Entries from a pointing dataset
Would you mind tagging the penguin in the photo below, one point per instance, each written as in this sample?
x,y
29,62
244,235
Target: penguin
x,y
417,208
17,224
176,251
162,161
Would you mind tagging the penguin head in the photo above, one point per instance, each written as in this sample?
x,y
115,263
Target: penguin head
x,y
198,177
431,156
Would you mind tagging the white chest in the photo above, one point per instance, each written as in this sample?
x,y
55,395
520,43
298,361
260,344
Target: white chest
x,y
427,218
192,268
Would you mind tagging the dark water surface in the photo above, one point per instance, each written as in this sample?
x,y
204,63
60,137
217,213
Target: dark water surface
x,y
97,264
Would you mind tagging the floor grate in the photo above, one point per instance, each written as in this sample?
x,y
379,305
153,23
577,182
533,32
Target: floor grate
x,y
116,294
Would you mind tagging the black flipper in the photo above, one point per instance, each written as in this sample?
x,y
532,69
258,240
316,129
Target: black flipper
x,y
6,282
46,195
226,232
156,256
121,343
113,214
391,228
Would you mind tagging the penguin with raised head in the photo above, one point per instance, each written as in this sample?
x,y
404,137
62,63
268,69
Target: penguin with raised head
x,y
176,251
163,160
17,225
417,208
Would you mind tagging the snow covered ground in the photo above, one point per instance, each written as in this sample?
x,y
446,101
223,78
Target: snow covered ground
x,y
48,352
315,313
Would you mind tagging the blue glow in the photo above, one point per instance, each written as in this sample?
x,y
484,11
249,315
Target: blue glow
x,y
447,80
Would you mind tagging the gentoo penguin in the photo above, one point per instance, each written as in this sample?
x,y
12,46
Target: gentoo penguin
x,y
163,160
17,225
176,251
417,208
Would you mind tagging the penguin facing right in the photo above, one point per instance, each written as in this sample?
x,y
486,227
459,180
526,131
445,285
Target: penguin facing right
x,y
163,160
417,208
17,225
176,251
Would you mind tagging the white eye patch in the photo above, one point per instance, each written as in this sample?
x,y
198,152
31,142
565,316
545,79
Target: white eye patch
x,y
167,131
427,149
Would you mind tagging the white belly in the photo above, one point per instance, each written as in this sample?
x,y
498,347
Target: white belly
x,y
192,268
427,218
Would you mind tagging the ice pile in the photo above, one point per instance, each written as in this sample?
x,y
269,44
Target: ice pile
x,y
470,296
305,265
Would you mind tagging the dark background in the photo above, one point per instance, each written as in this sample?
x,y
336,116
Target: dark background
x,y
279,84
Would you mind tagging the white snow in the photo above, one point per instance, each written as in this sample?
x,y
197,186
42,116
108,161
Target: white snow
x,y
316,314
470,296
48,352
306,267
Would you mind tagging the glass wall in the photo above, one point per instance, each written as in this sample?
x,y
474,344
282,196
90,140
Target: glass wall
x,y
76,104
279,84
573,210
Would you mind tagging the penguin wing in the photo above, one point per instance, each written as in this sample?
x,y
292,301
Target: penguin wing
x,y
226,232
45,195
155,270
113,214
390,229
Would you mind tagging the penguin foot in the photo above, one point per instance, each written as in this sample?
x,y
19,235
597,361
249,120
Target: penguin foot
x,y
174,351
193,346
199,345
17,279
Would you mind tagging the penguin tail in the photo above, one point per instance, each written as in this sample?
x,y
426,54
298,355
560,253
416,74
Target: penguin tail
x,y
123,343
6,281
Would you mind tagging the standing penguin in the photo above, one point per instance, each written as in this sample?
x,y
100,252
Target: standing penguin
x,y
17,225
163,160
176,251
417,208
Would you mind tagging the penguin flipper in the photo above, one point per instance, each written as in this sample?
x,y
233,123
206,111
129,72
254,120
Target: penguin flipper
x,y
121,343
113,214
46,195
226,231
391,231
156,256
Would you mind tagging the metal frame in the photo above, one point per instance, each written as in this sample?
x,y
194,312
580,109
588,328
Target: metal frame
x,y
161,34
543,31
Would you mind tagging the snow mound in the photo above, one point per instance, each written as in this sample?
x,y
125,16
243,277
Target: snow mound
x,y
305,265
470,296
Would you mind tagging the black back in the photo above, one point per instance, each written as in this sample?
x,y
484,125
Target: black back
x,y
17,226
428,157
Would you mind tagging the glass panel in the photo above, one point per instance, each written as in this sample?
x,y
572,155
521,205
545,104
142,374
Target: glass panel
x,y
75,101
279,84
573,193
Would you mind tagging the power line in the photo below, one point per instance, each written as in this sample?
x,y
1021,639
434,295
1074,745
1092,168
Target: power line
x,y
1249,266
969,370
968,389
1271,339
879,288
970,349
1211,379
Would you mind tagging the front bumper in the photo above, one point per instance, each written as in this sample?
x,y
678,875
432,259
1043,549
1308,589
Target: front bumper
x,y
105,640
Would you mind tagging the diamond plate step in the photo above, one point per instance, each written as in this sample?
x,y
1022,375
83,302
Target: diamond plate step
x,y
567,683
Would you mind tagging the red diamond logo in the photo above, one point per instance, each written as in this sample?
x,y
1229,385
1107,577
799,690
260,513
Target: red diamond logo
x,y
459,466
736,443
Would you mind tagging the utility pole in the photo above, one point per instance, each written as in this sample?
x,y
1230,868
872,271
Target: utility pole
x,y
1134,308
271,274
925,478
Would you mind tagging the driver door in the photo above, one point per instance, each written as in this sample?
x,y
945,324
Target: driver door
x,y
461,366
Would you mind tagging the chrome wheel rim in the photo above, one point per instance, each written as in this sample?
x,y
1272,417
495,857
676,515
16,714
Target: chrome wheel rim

**Challenge**
Transcribe, word for word, every line from the one containing "Would you mind tagging the utility" through the final line of the entries, and nothing else.

**Completed exercise**
Would you mind tagging the utility pole in the photo above, one point per instance, each written as in this sample?
x,y
1230,868
872,271
Target: utility pole
x,y
1134,308
271,274
925,478
Would you mind tagging the driver door in the photo above, one point per instance, each written as in this sample?
x,y
945,324
Target: driver door
x,y
461,366
Would you mind tagging the chrome wheel rim in the photo above, one point per instance, each written as in this sample?
x,y
1272,417
495,857
676,515
16,714
Target: chrome wheel rim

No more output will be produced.